* _作業指示_: 以下の行のうち、文字列「head」を含むものをすべて見つけ、一行ずつ書き写すこと。

──────

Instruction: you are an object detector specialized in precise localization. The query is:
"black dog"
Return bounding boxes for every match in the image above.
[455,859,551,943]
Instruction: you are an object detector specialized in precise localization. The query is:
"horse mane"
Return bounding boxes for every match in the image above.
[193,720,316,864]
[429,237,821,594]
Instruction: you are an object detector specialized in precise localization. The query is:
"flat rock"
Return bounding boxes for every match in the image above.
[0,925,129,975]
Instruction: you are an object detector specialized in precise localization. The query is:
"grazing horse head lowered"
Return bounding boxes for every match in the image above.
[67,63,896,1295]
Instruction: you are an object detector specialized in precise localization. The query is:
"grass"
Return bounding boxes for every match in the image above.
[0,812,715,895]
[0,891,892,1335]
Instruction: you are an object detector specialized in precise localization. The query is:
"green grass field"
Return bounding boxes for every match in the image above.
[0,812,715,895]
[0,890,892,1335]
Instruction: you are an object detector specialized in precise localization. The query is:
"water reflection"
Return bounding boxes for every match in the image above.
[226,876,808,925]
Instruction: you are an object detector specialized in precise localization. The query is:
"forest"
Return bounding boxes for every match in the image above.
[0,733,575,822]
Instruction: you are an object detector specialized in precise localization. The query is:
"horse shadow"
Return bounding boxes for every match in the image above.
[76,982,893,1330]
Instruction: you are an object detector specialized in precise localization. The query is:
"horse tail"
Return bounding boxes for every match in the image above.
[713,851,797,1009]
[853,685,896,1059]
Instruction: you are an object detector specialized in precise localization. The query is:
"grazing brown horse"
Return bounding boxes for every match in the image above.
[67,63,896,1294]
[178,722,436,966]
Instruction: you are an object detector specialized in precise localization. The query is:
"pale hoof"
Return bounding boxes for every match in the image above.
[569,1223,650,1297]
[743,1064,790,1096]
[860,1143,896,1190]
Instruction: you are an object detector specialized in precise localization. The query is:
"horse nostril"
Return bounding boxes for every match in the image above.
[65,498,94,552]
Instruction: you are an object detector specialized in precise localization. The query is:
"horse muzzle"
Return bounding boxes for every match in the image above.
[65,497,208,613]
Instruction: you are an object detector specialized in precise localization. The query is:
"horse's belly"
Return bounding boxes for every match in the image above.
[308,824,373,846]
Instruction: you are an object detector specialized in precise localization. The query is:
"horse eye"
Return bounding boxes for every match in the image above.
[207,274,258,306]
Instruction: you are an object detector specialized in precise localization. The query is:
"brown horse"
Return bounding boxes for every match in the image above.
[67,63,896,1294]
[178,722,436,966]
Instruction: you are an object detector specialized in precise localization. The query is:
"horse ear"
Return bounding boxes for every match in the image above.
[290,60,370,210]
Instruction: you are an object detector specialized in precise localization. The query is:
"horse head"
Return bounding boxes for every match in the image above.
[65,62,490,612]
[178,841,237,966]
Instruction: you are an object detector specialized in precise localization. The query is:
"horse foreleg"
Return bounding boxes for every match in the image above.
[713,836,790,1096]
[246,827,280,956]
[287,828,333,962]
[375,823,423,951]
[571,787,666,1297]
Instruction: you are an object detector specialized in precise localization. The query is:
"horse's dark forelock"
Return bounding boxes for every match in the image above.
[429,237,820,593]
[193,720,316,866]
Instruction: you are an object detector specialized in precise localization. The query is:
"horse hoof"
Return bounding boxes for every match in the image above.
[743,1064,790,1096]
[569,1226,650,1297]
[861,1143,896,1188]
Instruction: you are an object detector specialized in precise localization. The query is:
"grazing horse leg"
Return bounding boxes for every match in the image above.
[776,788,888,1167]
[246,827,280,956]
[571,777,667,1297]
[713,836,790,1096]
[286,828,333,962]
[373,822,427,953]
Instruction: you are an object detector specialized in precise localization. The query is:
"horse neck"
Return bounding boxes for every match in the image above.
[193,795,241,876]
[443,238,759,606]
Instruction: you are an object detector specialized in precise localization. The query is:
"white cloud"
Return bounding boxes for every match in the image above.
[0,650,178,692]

──────

* _解答結果_:
"grazing horse head lowered"
"horse head"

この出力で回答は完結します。